**Task requirements:**
Write out every one of the rows below without changing a single character.

**Items:**
--- begin ---

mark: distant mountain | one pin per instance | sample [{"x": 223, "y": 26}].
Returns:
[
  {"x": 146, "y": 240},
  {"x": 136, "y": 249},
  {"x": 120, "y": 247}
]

--- end ---

**Correct response:**
mark: distant mountain | one pin per instance | sample [{"x": 223, "y": 26}].
Returns:
[
  {"x": 146, "y": 240},
  {"x": 136, "y": 249},
  {"x": 120, "y": 247}
]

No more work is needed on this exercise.